*Document source*
——

Deux supporteurs de l’Olympique lyonnais (OL) doivent être jugés, mardi 16 janvier, à Marseille, dans le cadre d’une enquête pour provocation à la haine raciale et injures à caractère racial. Agés de 33 et 34 ans, ces deux hommes avaient été interpellés, début décembre, pour des faits remontant au 29 octobre 2023.
Ce soir-là, l’Olympique de Marseille (OM) recevait l’OL pour le compte de la 10e journée de Ligue 1, mais le match avait finalement été reporté après le caillassage du bus des joueurs rhodaniens et la blessure de leur entraîneur, Fabio Grosso, sur la route du Stade-Vélodrome.
Dans le secteur de l’enceinte accueillant les quelque six cents fans de l’équipe visiteuse qui avaient fait le voyage dans la cité phocéenne, une dizaine d’individus s’était agrippés au grillage. Parmi eux, « des supporteurs lyonnais ont fait des saluts nazis et [ont poussé] des cris de singe à destination des supporteurs marseillais », avait ensuite détaillé le procureur de la République de Marseille, Nicolas Bessone.

——

*Données brutes*

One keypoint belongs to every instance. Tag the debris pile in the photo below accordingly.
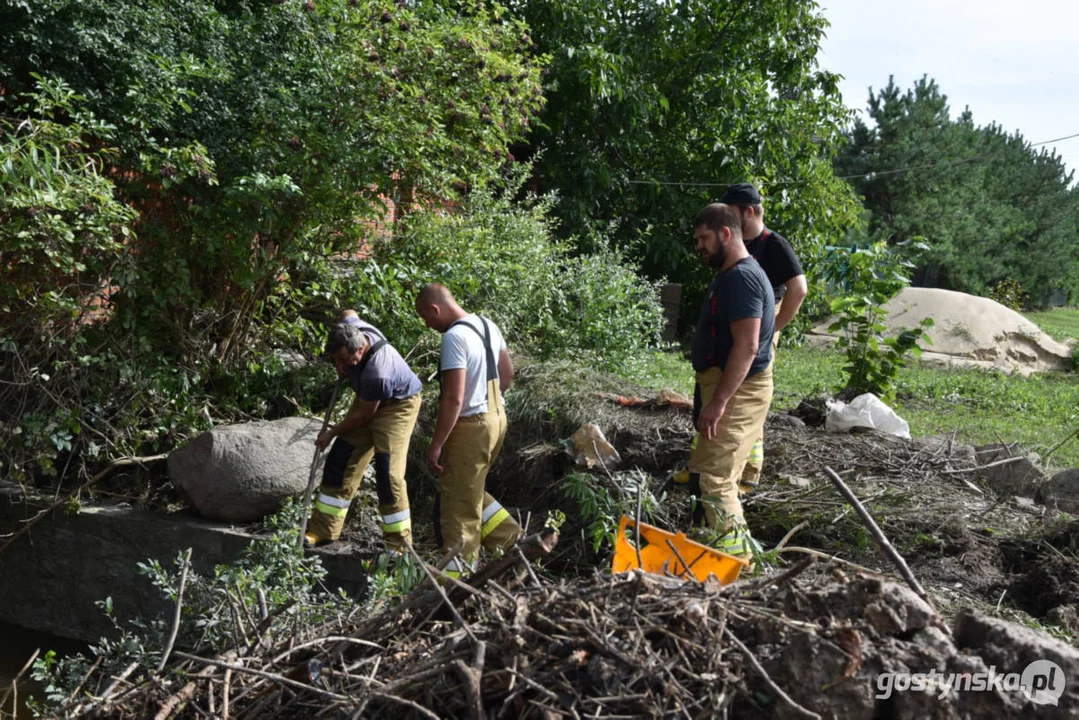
(809, 641)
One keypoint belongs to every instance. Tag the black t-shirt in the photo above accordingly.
(737, 293)
(777, 258)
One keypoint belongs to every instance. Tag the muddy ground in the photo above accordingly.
(816, 630)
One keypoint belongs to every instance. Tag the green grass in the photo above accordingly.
(1062, 324)
(981, 407)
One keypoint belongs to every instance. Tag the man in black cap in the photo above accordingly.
(781, 266)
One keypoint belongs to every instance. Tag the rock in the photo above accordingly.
(959, 456)
(242, 473)
(784, 421)
(590, 448)
(811, 411)
(1011, 648)
(1062, 491)
(1019, 476)
(970, 330)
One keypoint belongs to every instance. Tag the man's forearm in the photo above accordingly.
(738, 365)
(449, 410)
(352, 421)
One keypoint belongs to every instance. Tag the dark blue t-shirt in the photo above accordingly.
(737, 293)
(385, 376)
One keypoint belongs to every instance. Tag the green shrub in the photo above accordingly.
(500, 258)
(1010, 294)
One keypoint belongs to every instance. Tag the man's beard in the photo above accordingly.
(715, 259)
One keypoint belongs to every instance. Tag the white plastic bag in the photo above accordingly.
(865, 410)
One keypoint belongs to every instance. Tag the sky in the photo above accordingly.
(1015, 64)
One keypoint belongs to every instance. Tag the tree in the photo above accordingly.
(991, 206)
(257, 138)
(654, 106)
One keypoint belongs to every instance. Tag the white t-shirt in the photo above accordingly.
(462, 348)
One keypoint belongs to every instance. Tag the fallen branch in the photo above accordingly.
(176, 617)
(882, 540)
(269, 676)
(119, 462)
(312, 476)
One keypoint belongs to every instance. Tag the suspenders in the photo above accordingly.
(373, 348)
(492, 366)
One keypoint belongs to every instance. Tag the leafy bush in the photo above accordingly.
(274, 582)
(1010, 294)
(873, 361)
(500, 258)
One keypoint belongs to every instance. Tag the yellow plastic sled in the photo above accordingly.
(659, 557)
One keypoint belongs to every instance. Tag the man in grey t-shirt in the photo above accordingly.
(475, 369)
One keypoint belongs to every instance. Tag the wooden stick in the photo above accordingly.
(314, 464)
(176, 617)
(883, 542)
(224, 694)
(269, 676)
(764, 676)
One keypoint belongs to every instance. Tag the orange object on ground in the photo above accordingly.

——

*Consigne 1*
Répondez aux questions suivantes d'après le document source sur les supporteurs lyonnais jugés à Marseille :
(a) Quel âge ont les deux hommes interpellés début décembre ?
(b) Qui a été blessé sur la route du Stade-Vélodrome ?
(c) Combien de fans de l'équipe visiteuse, environ, avaient fait le voyage ?
*Consigne 2*
Réécrivez le passage du document source sur les supporteurs lyonnais compris entre « Ce soir-là, l’Olympique » et « route du Stade-Vélodrome. », inclus, en substituant « ajourné » à « reporté ».
*Consigne 3*
Prolongez le document source sur les supporteurs lyonnais jugés à Marseille, en reprenant après sa dernière phrase.
Les données figurent ici comme un matériau distinct du document source.

*Réponse 1*
(a) Ils sont âgés de 33 et 34 ans.
(b) Fabio Grosso, l'entraîneur de l'OL.
(c) Quelque six cents fans.

*Réponse 2*
Ce soir-là, l’Olympique de Marseille (OM) recevait l’OL pour le compte de la 10e journée de Ligue 1, mais le match avait finalement été ajourné après le caillassage du bus des joueurs rhodaniens et la blessure de leur entraîneur, Fabio Grosso, sur la route du Stade-Vélodrome.

*Réponse 3*
L’OL avait condamné « fermement les inacceptables comportements racistes d’individus dans le parcage » et « demandé les vidéos [du stade] pour identifier les auteurs ». Si la plupart d’entre eux dissimulaient leur visage avec une cagoule, tous n’avaient pas agi avec précaution, surchauffés par les incidents survenus en amont de l’arrivée au Vélodrome.
« Mal au cœur »
Ces images de saluts nazis et d’imitations de singe ont encore nui à la réputation des supporteurs lyonnais. « Je lis régulièrement sur les réseaux sociaux “OL, club de fachos”. Ça me fait mal au cœur », regrette Moulaye, un fan rhodanien, rencontré lors d’un autre match à l’extérieur cette saison.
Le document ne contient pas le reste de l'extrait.